- **Task goal**: A single number is the answer: the count of lines in the records that hold the word "water".

Saved data entries
+--

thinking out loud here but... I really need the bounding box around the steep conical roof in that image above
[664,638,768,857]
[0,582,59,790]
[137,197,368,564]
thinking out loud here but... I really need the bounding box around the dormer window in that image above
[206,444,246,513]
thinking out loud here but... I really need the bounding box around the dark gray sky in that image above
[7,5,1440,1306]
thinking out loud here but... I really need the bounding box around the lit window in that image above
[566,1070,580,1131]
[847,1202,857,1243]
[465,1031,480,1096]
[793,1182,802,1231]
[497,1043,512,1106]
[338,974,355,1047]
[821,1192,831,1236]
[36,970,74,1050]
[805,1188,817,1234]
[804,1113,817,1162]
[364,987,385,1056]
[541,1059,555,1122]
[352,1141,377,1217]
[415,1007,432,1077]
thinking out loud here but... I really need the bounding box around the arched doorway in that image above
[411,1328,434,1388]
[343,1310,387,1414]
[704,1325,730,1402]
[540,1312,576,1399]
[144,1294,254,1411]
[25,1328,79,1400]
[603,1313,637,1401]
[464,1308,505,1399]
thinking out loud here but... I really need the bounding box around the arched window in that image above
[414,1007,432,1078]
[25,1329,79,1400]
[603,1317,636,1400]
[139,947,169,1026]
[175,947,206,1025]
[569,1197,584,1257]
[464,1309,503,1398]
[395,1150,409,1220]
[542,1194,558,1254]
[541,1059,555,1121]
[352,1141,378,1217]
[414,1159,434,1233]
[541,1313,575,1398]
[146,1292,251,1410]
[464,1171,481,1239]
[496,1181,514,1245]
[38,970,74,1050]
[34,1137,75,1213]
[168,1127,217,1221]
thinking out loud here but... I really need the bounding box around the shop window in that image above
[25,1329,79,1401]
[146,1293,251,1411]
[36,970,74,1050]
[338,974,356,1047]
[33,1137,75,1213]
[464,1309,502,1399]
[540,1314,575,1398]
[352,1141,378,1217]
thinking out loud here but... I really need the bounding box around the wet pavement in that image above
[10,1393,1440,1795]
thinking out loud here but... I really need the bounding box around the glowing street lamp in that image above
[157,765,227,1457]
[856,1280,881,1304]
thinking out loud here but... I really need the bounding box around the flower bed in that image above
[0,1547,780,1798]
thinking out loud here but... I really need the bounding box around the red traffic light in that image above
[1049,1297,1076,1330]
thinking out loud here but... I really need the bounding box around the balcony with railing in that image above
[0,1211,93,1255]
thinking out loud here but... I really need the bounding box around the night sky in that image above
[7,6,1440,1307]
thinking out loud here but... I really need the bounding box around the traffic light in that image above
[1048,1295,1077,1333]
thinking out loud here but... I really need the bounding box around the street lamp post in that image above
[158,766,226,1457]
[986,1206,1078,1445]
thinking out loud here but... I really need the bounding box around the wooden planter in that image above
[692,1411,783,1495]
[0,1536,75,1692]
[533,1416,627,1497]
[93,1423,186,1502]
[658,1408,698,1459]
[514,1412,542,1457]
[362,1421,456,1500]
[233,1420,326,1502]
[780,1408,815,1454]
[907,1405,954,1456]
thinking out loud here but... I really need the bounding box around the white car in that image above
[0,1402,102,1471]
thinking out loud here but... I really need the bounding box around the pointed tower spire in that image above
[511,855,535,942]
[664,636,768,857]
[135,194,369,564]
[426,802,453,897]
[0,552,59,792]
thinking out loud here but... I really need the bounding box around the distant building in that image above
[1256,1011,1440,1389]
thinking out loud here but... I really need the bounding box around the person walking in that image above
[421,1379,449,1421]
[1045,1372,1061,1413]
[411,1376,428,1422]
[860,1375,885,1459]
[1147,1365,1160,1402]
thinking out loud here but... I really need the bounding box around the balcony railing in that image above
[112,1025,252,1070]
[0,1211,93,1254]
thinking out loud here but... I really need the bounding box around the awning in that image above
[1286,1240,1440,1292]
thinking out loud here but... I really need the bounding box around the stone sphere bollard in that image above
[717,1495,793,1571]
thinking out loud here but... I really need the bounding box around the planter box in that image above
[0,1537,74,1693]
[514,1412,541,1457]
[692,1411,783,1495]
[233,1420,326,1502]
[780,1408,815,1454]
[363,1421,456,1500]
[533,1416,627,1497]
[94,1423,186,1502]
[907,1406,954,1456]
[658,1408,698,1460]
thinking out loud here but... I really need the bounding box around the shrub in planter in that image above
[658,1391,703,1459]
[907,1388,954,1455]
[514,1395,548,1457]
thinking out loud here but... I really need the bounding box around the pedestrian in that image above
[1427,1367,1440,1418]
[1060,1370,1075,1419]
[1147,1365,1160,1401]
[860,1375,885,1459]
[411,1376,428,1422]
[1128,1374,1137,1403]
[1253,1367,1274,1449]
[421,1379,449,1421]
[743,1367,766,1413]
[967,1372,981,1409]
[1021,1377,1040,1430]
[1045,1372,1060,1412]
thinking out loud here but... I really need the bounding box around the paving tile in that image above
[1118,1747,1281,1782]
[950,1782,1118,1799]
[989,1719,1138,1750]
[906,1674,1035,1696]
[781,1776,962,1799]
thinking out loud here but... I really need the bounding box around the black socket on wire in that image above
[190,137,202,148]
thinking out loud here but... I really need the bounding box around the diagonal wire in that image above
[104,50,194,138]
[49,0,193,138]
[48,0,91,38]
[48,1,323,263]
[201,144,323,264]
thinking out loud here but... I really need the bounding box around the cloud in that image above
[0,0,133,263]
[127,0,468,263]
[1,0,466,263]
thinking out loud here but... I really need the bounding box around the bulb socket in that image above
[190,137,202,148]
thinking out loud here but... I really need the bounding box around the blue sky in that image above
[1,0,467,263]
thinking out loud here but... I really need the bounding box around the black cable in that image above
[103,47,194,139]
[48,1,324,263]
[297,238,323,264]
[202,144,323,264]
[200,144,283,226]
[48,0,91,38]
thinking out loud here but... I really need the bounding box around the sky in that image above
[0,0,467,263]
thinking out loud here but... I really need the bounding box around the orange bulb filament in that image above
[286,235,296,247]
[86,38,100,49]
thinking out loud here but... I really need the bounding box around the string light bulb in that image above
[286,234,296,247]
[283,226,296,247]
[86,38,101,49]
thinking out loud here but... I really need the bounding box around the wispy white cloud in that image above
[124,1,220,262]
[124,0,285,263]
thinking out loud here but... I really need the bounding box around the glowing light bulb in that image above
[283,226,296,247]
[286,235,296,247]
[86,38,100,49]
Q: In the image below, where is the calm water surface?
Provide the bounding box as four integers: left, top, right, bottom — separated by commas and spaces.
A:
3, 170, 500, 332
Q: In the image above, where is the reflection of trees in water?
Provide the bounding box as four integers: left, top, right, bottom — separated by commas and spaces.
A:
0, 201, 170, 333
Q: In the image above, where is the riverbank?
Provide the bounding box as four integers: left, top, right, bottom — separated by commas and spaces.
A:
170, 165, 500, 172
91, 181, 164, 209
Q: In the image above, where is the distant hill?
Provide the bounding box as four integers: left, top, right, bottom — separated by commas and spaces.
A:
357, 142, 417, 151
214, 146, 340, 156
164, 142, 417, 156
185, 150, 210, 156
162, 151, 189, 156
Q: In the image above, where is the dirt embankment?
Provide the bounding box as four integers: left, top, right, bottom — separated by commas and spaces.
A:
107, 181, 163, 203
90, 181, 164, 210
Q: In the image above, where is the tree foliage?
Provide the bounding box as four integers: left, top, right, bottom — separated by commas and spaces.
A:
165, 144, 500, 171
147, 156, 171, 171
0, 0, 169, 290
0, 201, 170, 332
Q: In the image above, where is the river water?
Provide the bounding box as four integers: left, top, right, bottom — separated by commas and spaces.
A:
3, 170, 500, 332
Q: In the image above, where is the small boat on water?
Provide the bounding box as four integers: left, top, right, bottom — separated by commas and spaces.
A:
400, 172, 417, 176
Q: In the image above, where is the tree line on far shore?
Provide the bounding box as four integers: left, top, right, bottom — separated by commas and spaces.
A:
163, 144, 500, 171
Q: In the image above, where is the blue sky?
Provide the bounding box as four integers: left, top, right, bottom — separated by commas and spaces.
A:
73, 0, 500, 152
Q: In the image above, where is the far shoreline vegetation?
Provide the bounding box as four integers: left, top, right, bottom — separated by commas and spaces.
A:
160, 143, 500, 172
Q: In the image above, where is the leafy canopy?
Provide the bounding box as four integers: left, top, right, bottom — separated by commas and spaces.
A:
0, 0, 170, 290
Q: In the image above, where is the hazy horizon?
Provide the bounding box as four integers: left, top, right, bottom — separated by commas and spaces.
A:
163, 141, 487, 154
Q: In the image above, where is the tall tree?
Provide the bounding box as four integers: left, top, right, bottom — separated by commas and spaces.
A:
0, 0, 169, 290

+--

- **Your solution**: 4